- _JOB_: Your task is to return the span of lines beginning at the one with "Target: smiling mouth" and ending at the last line of the data, exactly as it stands.

- _ENTRIES SHOWN_:
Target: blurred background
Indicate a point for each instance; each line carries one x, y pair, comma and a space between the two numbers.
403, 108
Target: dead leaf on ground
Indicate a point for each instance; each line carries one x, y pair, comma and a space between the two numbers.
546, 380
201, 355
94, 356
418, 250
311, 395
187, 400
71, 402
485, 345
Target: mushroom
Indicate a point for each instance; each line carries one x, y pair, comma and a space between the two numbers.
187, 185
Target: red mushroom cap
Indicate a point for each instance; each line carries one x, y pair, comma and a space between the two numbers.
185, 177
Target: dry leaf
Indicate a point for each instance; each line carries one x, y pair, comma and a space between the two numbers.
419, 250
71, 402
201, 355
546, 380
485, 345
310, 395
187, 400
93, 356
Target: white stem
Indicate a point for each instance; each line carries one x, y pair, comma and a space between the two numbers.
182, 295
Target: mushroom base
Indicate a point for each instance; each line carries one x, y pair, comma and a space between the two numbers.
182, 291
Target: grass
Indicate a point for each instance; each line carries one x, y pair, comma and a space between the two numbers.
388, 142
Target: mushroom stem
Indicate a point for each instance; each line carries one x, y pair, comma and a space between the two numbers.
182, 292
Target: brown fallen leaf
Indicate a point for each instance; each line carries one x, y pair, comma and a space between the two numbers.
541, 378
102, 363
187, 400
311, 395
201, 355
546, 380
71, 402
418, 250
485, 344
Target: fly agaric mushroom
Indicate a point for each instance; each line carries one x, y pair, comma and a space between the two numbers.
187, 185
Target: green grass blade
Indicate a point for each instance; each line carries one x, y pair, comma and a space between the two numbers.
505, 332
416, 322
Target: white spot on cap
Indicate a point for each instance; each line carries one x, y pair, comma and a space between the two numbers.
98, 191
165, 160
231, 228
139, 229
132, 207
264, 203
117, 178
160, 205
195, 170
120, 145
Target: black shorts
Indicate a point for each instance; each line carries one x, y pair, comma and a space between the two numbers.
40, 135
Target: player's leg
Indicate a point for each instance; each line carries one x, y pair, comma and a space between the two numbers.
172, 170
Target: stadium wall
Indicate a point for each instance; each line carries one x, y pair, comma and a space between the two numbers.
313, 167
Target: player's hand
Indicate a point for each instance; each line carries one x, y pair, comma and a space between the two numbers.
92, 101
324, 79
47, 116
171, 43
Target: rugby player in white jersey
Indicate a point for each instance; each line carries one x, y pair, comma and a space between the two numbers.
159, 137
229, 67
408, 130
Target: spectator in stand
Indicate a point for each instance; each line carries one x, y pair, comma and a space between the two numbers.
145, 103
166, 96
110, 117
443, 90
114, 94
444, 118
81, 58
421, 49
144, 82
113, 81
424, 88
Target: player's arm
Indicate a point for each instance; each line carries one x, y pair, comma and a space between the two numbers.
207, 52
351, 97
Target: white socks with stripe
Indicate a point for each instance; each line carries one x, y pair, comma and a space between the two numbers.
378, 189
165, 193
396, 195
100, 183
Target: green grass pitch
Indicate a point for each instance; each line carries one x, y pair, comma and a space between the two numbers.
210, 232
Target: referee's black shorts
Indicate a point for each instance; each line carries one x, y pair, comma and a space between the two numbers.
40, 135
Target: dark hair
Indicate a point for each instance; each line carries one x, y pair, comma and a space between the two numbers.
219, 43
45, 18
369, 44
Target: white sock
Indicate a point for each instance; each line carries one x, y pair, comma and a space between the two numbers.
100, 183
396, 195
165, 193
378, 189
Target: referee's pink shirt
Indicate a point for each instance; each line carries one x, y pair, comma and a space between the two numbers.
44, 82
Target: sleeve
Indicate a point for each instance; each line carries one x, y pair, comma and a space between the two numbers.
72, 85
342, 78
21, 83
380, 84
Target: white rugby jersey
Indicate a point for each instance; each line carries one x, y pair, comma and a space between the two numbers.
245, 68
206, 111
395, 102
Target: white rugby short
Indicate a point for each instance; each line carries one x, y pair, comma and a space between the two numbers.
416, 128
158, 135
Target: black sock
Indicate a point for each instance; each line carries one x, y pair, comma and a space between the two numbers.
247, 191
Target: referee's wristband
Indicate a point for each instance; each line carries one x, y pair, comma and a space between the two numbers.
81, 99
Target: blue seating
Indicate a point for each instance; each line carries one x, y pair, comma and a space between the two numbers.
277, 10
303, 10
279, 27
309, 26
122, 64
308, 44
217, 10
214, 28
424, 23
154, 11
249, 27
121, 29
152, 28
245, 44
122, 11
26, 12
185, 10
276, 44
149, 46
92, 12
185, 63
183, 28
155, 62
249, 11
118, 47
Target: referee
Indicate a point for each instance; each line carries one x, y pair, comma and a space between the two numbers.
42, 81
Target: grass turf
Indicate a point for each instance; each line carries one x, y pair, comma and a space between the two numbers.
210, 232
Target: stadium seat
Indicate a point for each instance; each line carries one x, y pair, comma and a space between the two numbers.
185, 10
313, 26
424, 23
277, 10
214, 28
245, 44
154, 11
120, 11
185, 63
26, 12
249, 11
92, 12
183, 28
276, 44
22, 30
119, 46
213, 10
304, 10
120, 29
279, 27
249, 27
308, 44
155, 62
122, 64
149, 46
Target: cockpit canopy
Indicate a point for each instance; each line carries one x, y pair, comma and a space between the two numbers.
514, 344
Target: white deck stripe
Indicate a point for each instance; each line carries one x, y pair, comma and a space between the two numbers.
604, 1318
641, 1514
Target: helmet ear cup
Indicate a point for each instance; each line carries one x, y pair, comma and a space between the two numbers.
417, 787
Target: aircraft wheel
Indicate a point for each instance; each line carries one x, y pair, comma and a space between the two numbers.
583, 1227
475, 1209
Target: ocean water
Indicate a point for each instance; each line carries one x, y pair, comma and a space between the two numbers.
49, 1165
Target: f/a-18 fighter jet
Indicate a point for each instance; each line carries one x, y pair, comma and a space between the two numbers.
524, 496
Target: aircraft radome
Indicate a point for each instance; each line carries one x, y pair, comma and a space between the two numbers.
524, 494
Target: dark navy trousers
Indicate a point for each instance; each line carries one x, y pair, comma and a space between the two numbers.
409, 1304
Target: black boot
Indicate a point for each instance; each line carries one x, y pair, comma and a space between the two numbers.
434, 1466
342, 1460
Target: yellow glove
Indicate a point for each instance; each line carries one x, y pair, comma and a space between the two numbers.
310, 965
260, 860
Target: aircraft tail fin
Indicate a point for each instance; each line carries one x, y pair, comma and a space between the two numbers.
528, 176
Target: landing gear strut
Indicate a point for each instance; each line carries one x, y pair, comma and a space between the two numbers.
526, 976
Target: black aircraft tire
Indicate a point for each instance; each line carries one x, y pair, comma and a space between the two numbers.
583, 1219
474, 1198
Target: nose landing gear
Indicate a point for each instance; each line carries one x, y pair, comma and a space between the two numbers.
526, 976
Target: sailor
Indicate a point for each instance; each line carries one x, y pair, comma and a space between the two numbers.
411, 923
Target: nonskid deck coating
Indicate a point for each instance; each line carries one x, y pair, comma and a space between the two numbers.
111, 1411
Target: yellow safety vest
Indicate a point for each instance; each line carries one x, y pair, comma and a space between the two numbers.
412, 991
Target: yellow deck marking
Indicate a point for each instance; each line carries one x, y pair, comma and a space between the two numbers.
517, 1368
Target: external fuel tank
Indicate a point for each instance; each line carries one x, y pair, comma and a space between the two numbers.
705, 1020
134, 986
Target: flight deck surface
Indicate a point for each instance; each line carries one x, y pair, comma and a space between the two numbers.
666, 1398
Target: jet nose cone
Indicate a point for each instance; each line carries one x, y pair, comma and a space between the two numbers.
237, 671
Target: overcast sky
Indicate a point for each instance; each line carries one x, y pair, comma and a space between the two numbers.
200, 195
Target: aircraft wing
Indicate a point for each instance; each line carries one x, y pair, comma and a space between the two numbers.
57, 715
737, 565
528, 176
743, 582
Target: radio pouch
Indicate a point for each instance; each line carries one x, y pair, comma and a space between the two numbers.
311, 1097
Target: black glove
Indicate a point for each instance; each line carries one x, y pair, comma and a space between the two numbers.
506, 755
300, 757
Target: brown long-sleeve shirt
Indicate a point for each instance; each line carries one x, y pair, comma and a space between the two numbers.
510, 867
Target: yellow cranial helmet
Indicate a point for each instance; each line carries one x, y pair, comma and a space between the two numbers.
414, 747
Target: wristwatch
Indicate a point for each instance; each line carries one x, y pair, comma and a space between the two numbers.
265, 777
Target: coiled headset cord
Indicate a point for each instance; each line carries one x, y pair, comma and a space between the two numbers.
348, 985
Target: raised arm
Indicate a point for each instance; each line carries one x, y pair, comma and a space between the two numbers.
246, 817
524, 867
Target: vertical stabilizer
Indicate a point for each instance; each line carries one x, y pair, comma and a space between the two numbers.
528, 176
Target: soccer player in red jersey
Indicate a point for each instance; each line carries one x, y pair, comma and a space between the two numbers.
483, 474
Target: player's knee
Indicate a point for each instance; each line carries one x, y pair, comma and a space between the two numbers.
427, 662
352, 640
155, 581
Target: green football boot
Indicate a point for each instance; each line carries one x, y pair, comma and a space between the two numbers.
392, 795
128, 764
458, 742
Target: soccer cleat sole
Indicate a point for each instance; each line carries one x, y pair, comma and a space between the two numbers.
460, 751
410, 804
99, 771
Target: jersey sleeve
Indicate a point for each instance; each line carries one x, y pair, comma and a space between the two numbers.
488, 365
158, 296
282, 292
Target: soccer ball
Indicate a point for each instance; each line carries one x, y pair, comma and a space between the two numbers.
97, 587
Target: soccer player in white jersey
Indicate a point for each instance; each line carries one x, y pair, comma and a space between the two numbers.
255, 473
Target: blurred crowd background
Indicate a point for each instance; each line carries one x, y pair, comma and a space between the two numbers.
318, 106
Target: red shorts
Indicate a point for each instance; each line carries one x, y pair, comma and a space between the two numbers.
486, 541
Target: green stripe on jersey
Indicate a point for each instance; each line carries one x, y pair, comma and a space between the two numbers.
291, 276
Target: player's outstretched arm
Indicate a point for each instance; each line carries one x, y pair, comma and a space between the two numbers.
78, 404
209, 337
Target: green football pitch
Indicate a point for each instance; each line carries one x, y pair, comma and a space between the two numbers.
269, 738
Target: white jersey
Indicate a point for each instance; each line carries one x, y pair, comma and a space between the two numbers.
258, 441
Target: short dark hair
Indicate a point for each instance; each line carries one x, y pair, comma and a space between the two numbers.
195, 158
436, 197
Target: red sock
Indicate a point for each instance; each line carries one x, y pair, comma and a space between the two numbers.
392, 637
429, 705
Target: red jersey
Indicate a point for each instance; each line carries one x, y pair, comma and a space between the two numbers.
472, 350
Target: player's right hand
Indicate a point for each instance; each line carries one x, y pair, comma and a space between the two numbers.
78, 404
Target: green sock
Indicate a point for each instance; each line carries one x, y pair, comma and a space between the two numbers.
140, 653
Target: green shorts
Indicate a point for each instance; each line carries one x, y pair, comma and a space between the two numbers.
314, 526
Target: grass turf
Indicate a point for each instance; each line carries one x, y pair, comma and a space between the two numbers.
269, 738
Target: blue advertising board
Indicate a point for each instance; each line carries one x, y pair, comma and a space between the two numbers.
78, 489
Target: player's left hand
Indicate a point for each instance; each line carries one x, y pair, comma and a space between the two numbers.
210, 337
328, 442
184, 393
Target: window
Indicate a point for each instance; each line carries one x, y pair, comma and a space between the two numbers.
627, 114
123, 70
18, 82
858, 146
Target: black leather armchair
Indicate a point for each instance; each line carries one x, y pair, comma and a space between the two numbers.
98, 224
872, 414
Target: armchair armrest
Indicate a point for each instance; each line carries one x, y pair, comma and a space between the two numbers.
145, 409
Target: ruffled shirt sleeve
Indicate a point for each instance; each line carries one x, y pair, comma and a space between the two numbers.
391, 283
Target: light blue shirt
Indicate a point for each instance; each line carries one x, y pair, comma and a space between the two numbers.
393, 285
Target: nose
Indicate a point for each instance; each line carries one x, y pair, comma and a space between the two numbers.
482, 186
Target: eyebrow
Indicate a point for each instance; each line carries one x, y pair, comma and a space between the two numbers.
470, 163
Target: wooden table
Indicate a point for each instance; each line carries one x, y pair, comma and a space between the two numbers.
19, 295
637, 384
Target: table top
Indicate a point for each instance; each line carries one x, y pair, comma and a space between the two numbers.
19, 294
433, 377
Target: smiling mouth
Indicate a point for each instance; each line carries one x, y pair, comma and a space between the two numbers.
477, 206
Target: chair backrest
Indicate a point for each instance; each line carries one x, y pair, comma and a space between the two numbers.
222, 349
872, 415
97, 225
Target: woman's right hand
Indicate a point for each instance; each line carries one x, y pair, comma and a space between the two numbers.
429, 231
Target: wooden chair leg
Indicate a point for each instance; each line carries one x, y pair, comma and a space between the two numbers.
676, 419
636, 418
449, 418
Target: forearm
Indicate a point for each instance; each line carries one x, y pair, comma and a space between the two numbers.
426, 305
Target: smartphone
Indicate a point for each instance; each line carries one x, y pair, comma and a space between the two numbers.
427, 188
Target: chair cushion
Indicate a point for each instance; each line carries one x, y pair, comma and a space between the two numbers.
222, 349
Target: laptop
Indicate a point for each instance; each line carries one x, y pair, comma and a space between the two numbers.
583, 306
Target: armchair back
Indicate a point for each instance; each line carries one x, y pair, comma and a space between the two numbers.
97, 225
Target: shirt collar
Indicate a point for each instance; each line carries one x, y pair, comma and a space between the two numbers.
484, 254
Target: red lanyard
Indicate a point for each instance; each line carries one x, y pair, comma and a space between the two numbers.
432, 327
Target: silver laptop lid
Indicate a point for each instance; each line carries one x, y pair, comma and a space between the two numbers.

- _OUTPUT FOR THIS TASK_:
Target: smiling mouth
Indicate a point for each instance; each line carries one x, y pair, comma and a space between the two numbers.
477, 206
Target: chair backrest
Indicate a point for each instance; each line carries one x, y pair, comma and a space between the two numbers.
222, 349
872, 415
97, 225
Target: woman's right hand
Indicate a point for each instance; each line carries one x, y pair, comma and a space between the two numbers.
429, 231
Target: wooden chair leg
Indicate a point for each instance; each line carries one x, y pair, comma and a space between the two numbers.
676, 419
636, 418
449, 418
Target: forearm
Indicate a point for each instance; each line carries one x, y pair, comma and a space between the two numbers.
426, 305
Target: smartphone
Indicate a point for each instance; each line carries one x, y pair, comma and a space between the two numbers.
427, 188
Target: chair cushion
Indicate a point for each instance; each line carries one x, y pair, comma and a space between the two numbers.
222, 349
Target: laptop
Indicate a point for each instance; each line carries one x, y pair, comma and a space between the two numbers.
583, 306
Target: armchair back
Indicate a point for each instance; each line carries one x, y pair, comma and a space between the two numbers.
97, 225
Target: shirt collar
Indicate a point for each instance; each line carries one x, y pair, comma and a space between the two numbers.
484, 254
Target: red lanyard
Indicate a point for each instance; each line carries one x, y pair, comma and a space between the two numbers.
432, 327
Target: silver laptop lid
Indicate a point for each instance; each line carries one x, y pair, comma and a space between the two numbers.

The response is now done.